AIM OF THE EXERCISE:
Reproduce all of the listing below without alteration.

PROVIDED MATERIAL:
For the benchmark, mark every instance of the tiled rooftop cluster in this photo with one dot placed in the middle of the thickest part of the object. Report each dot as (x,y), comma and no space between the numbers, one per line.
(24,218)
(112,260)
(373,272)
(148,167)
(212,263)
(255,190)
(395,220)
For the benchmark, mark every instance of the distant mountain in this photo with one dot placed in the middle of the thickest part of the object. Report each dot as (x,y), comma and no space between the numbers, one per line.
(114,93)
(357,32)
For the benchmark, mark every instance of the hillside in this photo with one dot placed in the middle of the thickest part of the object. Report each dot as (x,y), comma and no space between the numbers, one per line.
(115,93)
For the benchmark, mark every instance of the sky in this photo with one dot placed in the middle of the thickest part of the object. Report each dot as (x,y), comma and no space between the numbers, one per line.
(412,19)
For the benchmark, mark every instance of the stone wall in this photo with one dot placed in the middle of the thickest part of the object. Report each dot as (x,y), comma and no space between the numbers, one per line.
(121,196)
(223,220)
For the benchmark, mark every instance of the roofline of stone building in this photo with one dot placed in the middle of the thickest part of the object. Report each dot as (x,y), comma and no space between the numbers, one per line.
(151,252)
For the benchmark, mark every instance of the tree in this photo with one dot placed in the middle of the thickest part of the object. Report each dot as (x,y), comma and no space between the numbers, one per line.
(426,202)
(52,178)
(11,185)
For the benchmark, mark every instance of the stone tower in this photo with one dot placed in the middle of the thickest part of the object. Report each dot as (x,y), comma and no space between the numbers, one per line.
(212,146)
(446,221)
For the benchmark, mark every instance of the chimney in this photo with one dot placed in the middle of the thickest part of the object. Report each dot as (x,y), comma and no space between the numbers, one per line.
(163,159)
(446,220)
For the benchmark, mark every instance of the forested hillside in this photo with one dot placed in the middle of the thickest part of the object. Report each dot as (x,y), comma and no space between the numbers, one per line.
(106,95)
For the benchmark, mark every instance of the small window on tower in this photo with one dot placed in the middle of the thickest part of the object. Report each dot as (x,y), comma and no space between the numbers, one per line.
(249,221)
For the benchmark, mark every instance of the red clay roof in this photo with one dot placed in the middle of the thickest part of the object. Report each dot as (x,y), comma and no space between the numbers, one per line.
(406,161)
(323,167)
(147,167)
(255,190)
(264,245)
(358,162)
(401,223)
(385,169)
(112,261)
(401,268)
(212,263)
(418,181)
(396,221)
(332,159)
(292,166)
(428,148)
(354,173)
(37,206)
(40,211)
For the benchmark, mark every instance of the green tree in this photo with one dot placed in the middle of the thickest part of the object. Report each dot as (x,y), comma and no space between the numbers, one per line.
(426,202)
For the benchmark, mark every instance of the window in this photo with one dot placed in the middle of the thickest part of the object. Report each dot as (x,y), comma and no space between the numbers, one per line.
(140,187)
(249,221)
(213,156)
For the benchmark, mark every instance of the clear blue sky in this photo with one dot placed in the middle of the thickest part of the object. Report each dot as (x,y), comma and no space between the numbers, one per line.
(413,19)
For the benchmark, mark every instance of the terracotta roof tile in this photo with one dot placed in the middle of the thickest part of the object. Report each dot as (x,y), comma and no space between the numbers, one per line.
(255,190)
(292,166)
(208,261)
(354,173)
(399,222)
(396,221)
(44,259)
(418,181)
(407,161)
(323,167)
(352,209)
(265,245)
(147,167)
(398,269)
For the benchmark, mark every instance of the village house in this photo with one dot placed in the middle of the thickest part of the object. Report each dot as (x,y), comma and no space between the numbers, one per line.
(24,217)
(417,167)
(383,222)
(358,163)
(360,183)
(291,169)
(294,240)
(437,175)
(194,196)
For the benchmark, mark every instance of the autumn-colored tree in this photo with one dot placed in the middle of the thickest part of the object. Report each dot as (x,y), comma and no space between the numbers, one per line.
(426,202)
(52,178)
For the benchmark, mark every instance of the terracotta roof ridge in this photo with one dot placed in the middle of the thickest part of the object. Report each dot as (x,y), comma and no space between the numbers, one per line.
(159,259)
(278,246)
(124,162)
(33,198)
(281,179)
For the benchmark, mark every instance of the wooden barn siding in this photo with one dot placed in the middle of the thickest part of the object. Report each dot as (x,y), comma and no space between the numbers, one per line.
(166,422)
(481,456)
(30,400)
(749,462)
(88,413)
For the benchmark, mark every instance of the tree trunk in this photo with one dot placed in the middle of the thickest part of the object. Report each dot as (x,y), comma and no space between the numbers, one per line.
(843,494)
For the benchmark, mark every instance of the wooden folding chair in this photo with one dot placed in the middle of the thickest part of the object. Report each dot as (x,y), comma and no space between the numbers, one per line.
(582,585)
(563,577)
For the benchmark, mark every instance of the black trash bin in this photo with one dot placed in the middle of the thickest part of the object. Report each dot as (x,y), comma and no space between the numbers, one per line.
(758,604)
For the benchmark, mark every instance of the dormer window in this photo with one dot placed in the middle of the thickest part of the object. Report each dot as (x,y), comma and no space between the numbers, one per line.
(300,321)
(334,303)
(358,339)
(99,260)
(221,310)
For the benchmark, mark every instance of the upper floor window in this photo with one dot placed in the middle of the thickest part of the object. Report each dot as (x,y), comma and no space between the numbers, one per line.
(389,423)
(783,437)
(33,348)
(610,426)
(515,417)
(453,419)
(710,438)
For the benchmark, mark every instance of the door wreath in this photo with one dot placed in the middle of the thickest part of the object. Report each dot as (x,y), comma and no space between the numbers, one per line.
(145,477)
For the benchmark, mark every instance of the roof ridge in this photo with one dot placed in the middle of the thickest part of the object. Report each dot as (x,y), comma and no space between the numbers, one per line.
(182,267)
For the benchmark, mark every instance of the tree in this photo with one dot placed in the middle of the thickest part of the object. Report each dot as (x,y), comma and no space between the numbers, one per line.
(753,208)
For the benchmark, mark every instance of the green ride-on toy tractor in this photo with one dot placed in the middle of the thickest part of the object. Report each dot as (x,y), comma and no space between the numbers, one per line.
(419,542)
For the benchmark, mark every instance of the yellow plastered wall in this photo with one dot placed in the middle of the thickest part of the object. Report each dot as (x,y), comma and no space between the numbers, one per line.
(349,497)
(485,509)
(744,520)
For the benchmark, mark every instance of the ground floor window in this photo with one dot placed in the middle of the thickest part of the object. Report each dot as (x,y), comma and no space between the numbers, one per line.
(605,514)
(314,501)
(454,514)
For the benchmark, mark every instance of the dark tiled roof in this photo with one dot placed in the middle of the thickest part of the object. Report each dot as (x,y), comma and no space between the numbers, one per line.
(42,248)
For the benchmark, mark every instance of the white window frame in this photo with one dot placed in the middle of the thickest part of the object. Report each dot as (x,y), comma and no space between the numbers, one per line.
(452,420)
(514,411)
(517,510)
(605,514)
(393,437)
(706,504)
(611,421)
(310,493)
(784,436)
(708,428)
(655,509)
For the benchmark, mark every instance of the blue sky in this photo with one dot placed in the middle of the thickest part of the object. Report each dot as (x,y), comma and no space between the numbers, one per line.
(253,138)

COMPLETE OUTPUT:
For the benchmark, mark every instance of the tiled rooftop cluster in this photo with one dot placed in the middle of the thickest part of the object. Report each dot as (x,y), comma and no space between the numbers, one per line.
(24,218)
(112,260)
(373,272)
(148,167)
(212,263)
(255,190)
(395,220)
For the benchmark, mark every instance of the distant mountain in this photo with one dot placed in the middle of the thickest part of the object. Report each dot as (x,y), comma and no space between the numbers, one per line.
(114,93)
(357,32)
For the benchmark, mark every instance of the hillside in this photo with one dot placed in the middle of the thickest part of the object. Report each dot as (x,y), comma and no space between the numbers, one per line.
(115,93)
For the benchmark, mark every instance of the sky in this photo with one dot placed in the middle of the thickest part of the object. Report each dot as (x,y), comma and no space between the numbers, one per line.
(412,19)
For the benchmark, mark every instance of the stone wall in this photo with one dot placed in the middle of the thickest part of the object. Report each dot as (x,y), comma and no space between the numbers, one per line.
(121,196)
(223,220)
For the benchmark, mark every instance of the roofline of stone building in this photo with one dot placed in the middle of the thickest part of the object. Report each dot as (x,y), comma and no space between the numbers, one per line.
(151,252)
For the benchmark, mark every instance of the tree in this photo with one dot placed in the middle of the thickest part of the object. Report each dot as (x,y), comma and no space between the numbers, one per line.
(426,202)
(52,178)
(11,185)
For the benchmark, mark every instance of the stone tower in this photo with one dot placed in the middle of the thickest part of the object. Report each dot as (x,y), comma and no space between the numbers, one per line.
(212,146)
(446,221)
For the benchmark, mark every instance of the chimney in this photo with one dot placed in the middle of the thickest part of the object. Report each dot as (x,y), comma and no space between the numbers, one per line.
(163,159)
(446,220)
For the benchmark, mark every instance of the forested hillside in this photo with one dot placed in the middle of the thickest part of the object. Report each dot as (x,y), comma and no space between the numbers, one per line.
(106,95)
For the benchmark, mark every instance of the small window on tower in this photo with one dot placed in the middle of the thickest part of the object. Report each dot as (x,y), comma and no space between the numbers, one per line.
(249,221)
For the benchmark, mark every instance of the red clay roof in this photo with one dot placed in the middle of the thickest part of the object. Report each dot as (x,y), comma and no space between the numbers, one per line.
(406,161)
(323,167)
(147,167)
(255,190)
(264,245)
(358,162)
(401,223)
(385,169)
(112,261)
(401,268)
(212,263)
(418,181)
(396,221)
(332,159)
(292,166)
(428,148)
(354,173)
(37,206)
(40,211)
For the benchmark, mark every instance of the green tree in this photo with one dot placed in the middle of the thickest part of the object. Report each dot as (x,y), comma and no space between the numbers, one per line.
(426,202)
For the benchmark, mark every instance of the window in this photo with one dot placed in the middle of the thickest part of the object. Report each dot as (x,y), comma and no space between the numbers, one per line.
(140,187)
(249,221)
(213,156)
For the benchmark, mark every instance of the clear blue sky in this photo with one dot placed in the middle of the thickest part of the object. Report each dot as (x,y), comma and no space between the numbers, one per line.
(413,19)
For the benchmark, mark every instance of the terracotta roof tile in this photo with one dot placed in the middle of the thickest part of the object. Report each dot as (x,y), comma and no space between the numbers, one per line.
(255,190)
(292,166)
(208,261)
(354,173)
(399,222)
(396,221)
(44,259)
(418,181)
(407,161)
(323,167)
(352,209)
(265,245)
(147,167)
(398,269)
For the benchmark, mark every instance of the village house in this photo with one dot placed in the middle of the thickest part of the object. Report each dot as (x,y), comma and no space between the numbers, one per line.
(24,217)
(417,167)
(383,222)
(358,163)
(360,183)
(291,169)
(294,240)
(437,175)
(194,196)
For the benchmark, mark every instance of the autumn-colored tree in this photo with one dot placed in the middle of the thickest part of the object. Report each dot as (x,y), comma and no space between the numbers, one per line.
(426,202)
(52,178)
For the benchmark, mark every instance of the terracotta roof ridge in this photo with one dot placed in the middle of the thickest part of the object. Report each dot as (x,y), comma and no space between the numbers, one per line.
(159,259)
(278,246)
(124,162)
(33,198)
(281,179)
For the benchmark, mark every instance of the wooden barn siding in this photo with one dot placed in the middle of the thickest part of the object. Report each dot as (x,y), comma and no space between the numbers, one per line.
(166,422)
(481,456)
(30,400)
(749,462)
(88,413)
For the benchmark, mark every instance of the tree trunk in this photo with one dot placed in the middle of the thickest part of the object. Report each dot as (x,y), comma and no space between the numbers, one per line.
(843,494)
For the benchmark, mark every instance of the wooden folding chair in this photo with one dot placed in the middle of the thickest part of the object. Report each dot as (x,y), comma and no space between the numbers, one per line.
(582,585)
(563,577)
For the benchmark, mark every instance of the black trash bin in this photo with one dot placed in the middle of the thickest part of the object. Report each dot as (x,y), comma and no space between the numbers, one per line.
(758,604)
For the benchmark, mark every instance of the dormer window in this photo with one dot placed in the middle of the thickest part of the object. Report each dot as (x,y), comma and no space between the numbers, one per line.
(300,321)
(334,303)
(358,339)
(99,260)
(221,310)
For the benchmark, mark every instance of the upper floor window in this photo with one dot placed in the middle of the thickest part of the object. Report each dot as (x,y), comma and no space between the numbers, one per line.
(389,423)
(783,437)
(33,348)
(610,426)
(515,417)
(453,419)
(710,438)
For the benchmark, mark every instance of the door wreath in this photo with one dot placed in the middle of the thickest part of the object. Report each dot as (x,y), comma and no space between the numbers, one per line.
(145,477)
For the benchmark, mark every instance of the roof ridge in this photo with one dot placed in the middle of the thickest part of the object. Report each dot as (x,y), comma and no space between the numbers, one per line.
(182,267)
For the benchmark, mark every instance of the tree in this photo with one dot placed in the middle of the thickest part of the object. Report each dot as (x,y), comma and no space between the numbers, one per line.
(753,208)
For the benchmark, mark every instance of the green ride-on toy tractor in this photo with one dot placed in the middle of the thickest part of the object. Report each dot as (x,y), comma and no space between the numbers, one per line.
(419,542)
For the benchmark, mark every instance of the yellow plastered wall in this photo with one dot placed in the middle of the thickest part of the object. Report each dot as (x,y), comma and no space between the numbers, one per line.
(349,497)
(485,509)
(744,520)
For the benchmark, mark every instance of the ground floor window in this photo with one dot placed in the middle of the thickest part of the object. Report each dot as (x,y), comma and no space between the numbers, one per line.
(605,514)
(314,501)
(454,514)
For the benchmark, mark every instance of the dark tiled roof in this photo with one dot placed in the middle of the thickest part of the object. Report each dot as (x,y), comma and no space between the numbers, one per line.
(42,248)
For the benchmark, mark every instance of the white window frame in this photo with one dot placed in the middle of the thickest part of the object. Report each dot as (x,y), comma and no space between the numbers, one per line.
(452,420)
(514,411)
(517,510)
(605,514)
(393,437)
(706,504)
(611,421)
(310,493)
(784,436)
(708,428)
(655,509)
For the benchmark, mark every instance of the blue sky in this photo with one dot placed in the middle of the thickest part of the object. Report each dot as (x,y), comma and no space between the numbers, one per line.
(253,138)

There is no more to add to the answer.